(Location identification entries)
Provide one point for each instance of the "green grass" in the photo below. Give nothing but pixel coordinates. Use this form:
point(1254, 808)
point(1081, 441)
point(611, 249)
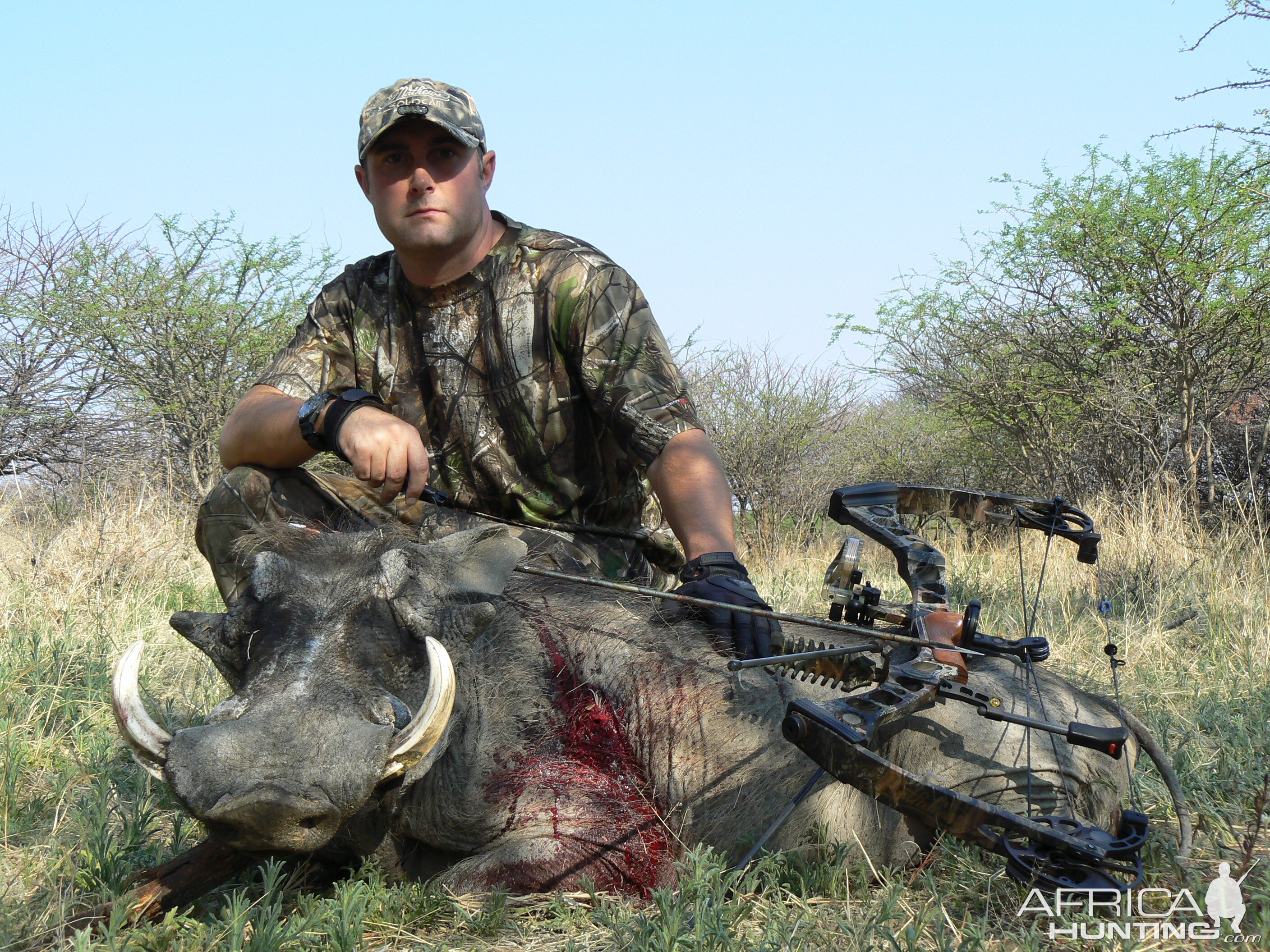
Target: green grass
point(86, 576)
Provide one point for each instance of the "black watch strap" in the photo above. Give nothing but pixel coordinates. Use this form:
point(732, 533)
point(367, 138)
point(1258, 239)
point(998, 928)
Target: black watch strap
point(713, 564)
point(308, 419)
point(340, 410)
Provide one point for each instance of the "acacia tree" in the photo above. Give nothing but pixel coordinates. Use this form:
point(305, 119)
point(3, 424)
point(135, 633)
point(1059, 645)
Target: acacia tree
point(1107, 328)
point(779, 427)
point(179, 330)
point(51, 405)
point(1258, 80)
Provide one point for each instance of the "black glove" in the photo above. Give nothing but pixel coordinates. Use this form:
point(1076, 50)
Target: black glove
point(718, 577)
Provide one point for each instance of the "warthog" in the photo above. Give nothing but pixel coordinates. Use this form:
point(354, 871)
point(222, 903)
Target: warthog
point(586, 739)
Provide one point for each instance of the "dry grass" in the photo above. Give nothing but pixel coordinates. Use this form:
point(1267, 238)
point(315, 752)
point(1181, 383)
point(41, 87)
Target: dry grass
point(86, 574)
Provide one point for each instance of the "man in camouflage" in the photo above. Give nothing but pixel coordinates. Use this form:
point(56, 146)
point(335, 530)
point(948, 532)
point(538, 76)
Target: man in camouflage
point(520, 370)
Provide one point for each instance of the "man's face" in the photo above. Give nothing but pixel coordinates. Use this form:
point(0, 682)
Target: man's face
point(427, 188)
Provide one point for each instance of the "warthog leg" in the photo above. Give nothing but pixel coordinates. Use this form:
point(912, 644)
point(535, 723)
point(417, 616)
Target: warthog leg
point(181, 880)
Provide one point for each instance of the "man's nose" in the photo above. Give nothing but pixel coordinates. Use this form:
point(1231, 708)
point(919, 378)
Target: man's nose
point(421, 181)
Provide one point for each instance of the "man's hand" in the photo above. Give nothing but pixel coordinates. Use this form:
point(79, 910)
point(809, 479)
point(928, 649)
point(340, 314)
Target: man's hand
point(387, 452)
point(718, 577)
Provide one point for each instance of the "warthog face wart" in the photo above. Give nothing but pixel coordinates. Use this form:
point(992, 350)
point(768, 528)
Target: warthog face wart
point(336, 678)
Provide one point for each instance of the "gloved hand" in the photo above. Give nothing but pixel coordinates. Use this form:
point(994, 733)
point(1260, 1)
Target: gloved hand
point(718, 577)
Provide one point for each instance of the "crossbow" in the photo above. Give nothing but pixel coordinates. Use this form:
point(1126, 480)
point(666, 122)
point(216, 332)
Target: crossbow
point(844, 735)
point(924, 649)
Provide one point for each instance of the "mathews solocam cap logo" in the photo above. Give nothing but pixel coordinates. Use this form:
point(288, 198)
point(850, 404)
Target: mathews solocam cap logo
point(441, 103)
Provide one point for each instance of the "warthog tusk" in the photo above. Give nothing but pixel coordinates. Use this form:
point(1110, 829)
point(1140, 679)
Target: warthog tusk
point(149, 741)
point(413, 743)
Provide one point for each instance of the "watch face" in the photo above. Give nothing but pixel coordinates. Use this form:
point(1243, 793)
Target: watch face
point(315, 403)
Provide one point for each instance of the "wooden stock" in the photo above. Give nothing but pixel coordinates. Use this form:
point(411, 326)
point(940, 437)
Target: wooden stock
point(945, 629)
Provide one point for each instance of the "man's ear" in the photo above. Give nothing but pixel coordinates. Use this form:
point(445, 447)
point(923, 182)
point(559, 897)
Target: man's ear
point(487, 169)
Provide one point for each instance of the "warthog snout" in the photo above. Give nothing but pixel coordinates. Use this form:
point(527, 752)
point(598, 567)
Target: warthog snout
point(270, 819)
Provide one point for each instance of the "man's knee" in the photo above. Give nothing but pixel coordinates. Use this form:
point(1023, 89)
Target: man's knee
point(243, 490)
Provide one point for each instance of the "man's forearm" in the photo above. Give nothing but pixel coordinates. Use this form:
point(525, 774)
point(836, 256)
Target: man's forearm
point(696, 499)
point(263, 430)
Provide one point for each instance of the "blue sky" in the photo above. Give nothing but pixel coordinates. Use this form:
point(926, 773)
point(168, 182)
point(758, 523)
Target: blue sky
point(756, 167)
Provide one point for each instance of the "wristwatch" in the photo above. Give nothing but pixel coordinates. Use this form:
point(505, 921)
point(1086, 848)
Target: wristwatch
point(345, 404)
point(308, 418)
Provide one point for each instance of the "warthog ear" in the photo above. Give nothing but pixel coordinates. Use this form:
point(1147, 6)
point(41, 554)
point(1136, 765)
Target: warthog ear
point(270, 576)
point(394, 573)
point(207, 631)
point(473, 563)
point(460, 624)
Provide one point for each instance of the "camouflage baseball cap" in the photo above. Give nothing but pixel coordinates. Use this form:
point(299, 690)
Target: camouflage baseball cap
point(437, 102)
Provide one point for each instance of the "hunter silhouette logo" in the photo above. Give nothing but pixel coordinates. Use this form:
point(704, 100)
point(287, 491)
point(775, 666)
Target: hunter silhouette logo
point(1225, 899)
point(1150, 913)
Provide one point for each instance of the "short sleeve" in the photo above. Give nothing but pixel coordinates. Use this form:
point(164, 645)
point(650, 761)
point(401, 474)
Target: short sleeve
point(624, 362)
point(321, 356)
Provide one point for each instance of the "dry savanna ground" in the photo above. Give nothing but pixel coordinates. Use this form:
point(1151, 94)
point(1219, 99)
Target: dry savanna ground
point(87, 573)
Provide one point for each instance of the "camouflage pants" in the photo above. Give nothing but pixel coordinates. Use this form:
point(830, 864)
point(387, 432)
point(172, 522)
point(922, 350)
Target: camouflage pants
point(252, 495)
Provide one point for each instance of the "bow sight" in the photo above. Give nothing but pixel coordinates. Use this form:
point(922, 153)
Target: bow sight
point(845, 734)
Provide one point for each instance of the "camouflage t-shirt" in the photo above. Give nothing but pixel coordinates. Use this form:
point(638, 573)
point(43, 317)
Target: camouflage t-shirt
point(540, 383)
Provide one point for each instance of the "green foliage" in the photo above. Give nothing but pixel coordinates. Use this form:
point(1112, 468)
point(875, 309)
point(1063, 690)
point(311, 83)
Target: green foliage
point(1103, 334)
point(183, 328)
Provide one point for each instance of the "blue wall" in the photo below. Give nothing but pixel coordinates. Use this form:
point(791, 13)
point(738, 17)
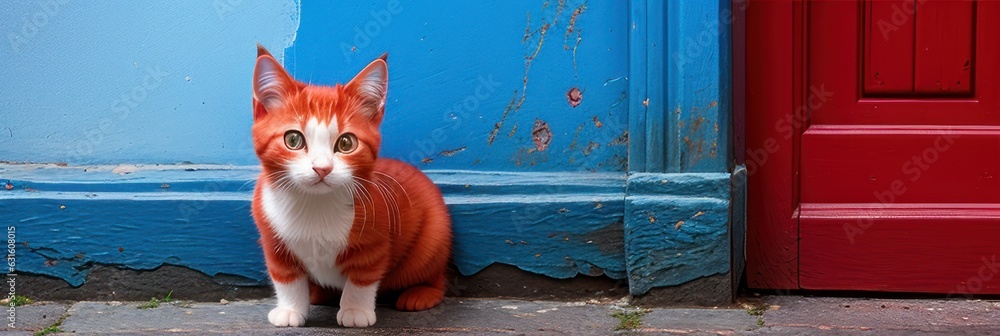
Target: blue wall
point(108, 82)
point(630, 183)
point(453, 75)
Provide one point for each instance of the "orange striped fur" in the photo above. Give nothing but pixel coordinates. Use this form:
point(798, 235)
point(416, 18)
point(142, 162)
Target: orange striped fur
point(400, 236)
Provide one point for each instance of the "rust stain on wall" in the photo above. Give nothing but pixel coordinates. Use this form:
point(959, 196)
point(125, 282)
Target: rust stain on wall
point(574, 96)
point(541, 134)
point(499, 124)
point(621, 140)
point(591, 146)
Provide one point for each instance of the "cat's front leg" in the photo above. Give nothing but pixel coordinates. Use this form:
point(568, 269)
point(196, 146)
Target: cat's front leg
point(357, 305)
point(293, 303)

**TASK INSTRUCTIONS:**
Please locate every line in the entries above that contains the string "crossbow" and copy each of those lines out in full. Letter case matters.

**THE SOLUTION:**
Provide one point for each instance of the "crossbow" in the photo above. Give nothing but pixel coordinates. Use this form:
Target: crossbow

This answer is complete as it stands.